* Exercise instructions
• 1. Transcribe the forum post on mutant alleles word for word, covering everything from "What I am saying, (my" down to "prove it so)".
• 2. Go on with the forum post on mutant alleles, starting right after its last sentence.

Posted by:
Dobry
at Wed Aug 17 16:42:15 2011 [ Email Message ] [ Show All Posts by Dobry ]
What I am saying is there is NO evidence that is the case. As Kerby has pointed out he has done the breeding experiments and shown that the darker individuals are clearly expressing a single mutant allele that happens to be recessive.
I have also done these experiments THIS YEAR, so I have SOME limited data on this subject.
What I am saying, (my hypothesis) and I do intend to prove this out, is that the striped aberrant is one allele, hypermelanism is another allele, hypomelanism is yet another allele, the black belly is probably also an independent allele. (THEY COULD BE DIFFERENT MUTATIONS WITHIN THE SAME GENE, but that does not really change the explanation or the experiments to prove it so)
You are looking at this from a population perspective, and I am looking at this from an individual genetic perspective.

[Stored records]
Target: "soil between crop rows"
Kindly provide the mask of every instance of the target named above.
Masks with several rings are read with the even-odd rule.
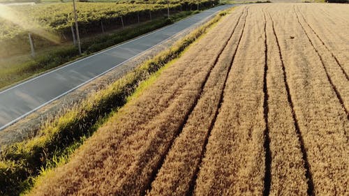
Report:
[[[31,195],[346,195],[348,10],[241,6]]]

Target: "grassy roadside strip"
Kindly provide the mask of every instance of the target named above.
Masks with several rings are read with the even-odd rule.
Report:
[[[3,69],[0,66],[1,69],[0,72],[0,89],[28,77],[35,76],[37,74],[57,68],[67,62],[90,55],[116,44],[173,24],[181,19],[197,13],[198,12],[184,11],[172,15],[170,19],[161,17],[135,27],[126,27],[125,29],[117,33],[99,36],[91,40],[82,43],[82,49],[84,53],[81,56],[79,55],[76,47],[69,45],[50,51],[49,54],[40,54],[30,61],[15,64],[10,68]]]
[[[2,152],[0,162],[0,194],[18,195],[33,177],[45,169],[52,159],[64,156],[64,149],[91,134],[94,125],[113,110],[124,105],[138,86],[170,61],[177,58],[226,11],[195,30],[169,50],[144,63],[133,72],[75,105],[71,110],[39,130],[39,135],[28,141],[14,144]],[[137,93],[136,93],[137,94]],[[61,151],[62,153],[57,153]],[[52,166],[51,166],[52,167]]]

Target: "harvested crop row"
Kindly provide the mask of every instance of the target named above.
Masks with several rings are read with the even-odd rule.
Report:
[[[228,19],[220,22],[32,195],[132,195],[145,191],[234,24]]]
[[[264,190],[265,33],[251,6],[194,194],[261,195]]]
[[[316,33],[314,33],[315,31],[311,32],[311,29],[306,28],[310,26],[301,22],[301,14],[299,12],[297,13],[296,9],[295,9],[295,12],[296,13],[297,22],[319,56],[321,64],[326,73],[326,76],[336,92],[336,95],[347,114],[347,118],[349,119],[348,112],[349,109],[349,89],[348,88],[349,86],[349,80],[347,78],[348,75],[346,75],[346,71],[342,69],[340,63],[336,62],[334,56],[332,56],[328,52],[321,40],[316,37]],[[303,22],[307,24],[306,22]]]
[[[330,6],[331,8],[328,8]],[[318,33],[319,38],[334,54],[347,75],[349,75],[349,5],[318,5],[314,9],[309,6],[297,6],[304,20]],[[306,13],[306,14],[305,14]],[[347,77],[348,78],[348,77]]]
[[[313,193],[345,195],[349,122],[315,50],[292,8],[269,8],[285,66],[295,116],[304,142]],[[290,38],[292,36],[294,38]]]
[[[217,65],[212,70],[198,104],[152,183],[148,195],[186,195],[193,190],[196,173],[218,112],[223,91],[242,37],[246,15],[247,10],[239,17],[236,15],[230,16],[231,20],[236,23],[234,33]]]
[[[279,40],[274,34],[274,24],[266,11],[267,43],[268,126],[272,152],[271,195],[306,195],[306,179],[302,141],[293,111]],[[311,183],[310,184],[311,186]]]

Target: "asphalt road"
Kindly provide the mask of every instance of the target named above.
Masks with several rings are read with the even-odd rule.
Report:
[[[73,62],[0,92],[0,130],[135,58],[183,30],[200,25],[215,7],[143,36]]]

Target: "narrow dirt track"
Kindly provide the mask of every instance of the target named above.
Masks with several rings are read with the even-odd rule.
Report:
[[[346,195],[347,8],[235,9],[31,195]]]

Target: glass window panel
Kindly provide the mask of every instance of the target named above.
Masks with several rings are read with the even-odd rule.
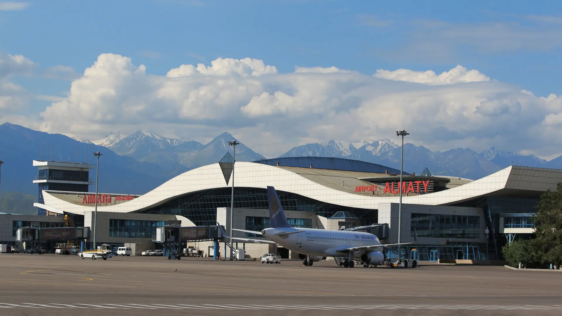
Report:
[[[438,238],[479,238],[478,216],[412,213],[411,236]]]

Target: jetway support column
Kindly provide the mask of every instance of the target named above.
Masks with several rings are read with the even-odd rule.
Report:
[[[215,245],[213,247],[213,260],[219,260],[219,256],[220,254],[219,252],[219,240],[215,239]]]

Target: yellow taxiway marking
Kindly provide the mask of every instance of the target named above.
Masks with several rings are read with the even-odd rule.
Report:
[[[291,293],[293,294],[316,294],[319,295],[333,295],[333,296],[356,296],[356,297],[378,297],[380,299],[400,299],[401,300],[404,299],[410,299],[410,300],[419,300],[424,301],[446,301],[446,302],[464,302],[464,303],[488,303],[488,304],[496,304],[495,302],[487,302],[482,301],[468,301],[468,300],[450,300],[445,299],[427,299],[424,297],[413,297],[411,296],[384,296],[384,295],[365,295],[365,294],[347,294],[345,293],[327,293],[323,292],[307,292],[303,291],[287,291],[283,290],[272,290],[272,289],[266,289],[266,288],[252,288],[248,287],[232,287],[232,286],[223,286],[218,285],[200,285],[200,284],[191,284],[191,283],[173,283],[173,282],[158,282],[158,281],[139,281],[134,280],[117,280],[117,279],[96,279],[99,281],[120,281],[120,282],[142,282],[147,283],[156,283],[156,284],[166,284],[166,285],[183,285],[183,286],[199,286],[202,287],[207,287],[207,288],[220,288],[222,290],[237,290],[237,291],[266,291],[266,292],[276,292],[280,293]],[[189,288],[180,288],[182,289],[189,289]],[[512,305],[521,305],[521,304],[512,304]]]

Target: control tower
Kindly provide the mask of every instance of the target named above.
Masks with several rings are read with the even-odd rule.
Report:
[[[42,204],[44,204],[43,190],[87,192],[90,184],[94,183],[89,178],[89,170],[95,168],[94,165],[33,160],[33,166],[39,168],[33,183],[39,184],[38,201]],[[40,215],[55,215],[40,208],[37,212]]]

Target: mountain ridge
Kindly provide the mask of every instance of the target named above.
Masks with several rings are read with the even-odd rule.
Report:
[[[360,142],[330,140],[294,147],[282,157],[319,156],[361,160],[400,169],[401,146],[387,139]],[[469,148],[443,152],[432,151],[423,146],[404,144],[404,170],[421,173],[428,167],[434,175],[460,177],[475,179],[488,175],[511,164],[562,169],[562,156],[550,161],[497,150],[495,147],[477,152]]]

* Answers for the exercise
• 1.
What I am saying, (my hypothesis) and I do intend to prove this out, is that the striped aberrant is one allele, hypermelanism is another allele, hypomelanism is yet another allele, the black belly is probably also an independent allele. (THEY COULD BE DIFFERENT MUTATIONS WITHIN THE SAME GENE, but that does not really change the explanation or the experiments to prove it so)

• 2.
If said individual does not appear darker, it is not expressing the hypermelanism trait. HOWEVER.......That does not mean, that individual does not carry the trait to pass on to future generations. Perhaps the hets do have a different look, they are still not expressing the darker pigment.
Maybe the hets have some type of survival advantage, and that keeps the recessive mutation's presence at a high percentage within the population, because in every litter there is a percentage that are hypermelanistic.
You cannot say, just by looking at several individuals within a population, that clearly have phenotypic differences, that they are all variants of a specific gene just because of where they are found. There is NO evidence of that.
It is like saying that a southern accent is genetic because everyone that lives in the south talks funny, but that the gene has much variation because it can be found in almost everyone that lives there.
However, from breeding experiments that I and others have done before me have shown, that the darker phase is regulated by a single recessive mutation.
I predict that you could isolate the aberrant gene and produce litters with 100% aberrant individuals without the darker appearance and vice versa. Same with hypomelanism, black bellies and the like.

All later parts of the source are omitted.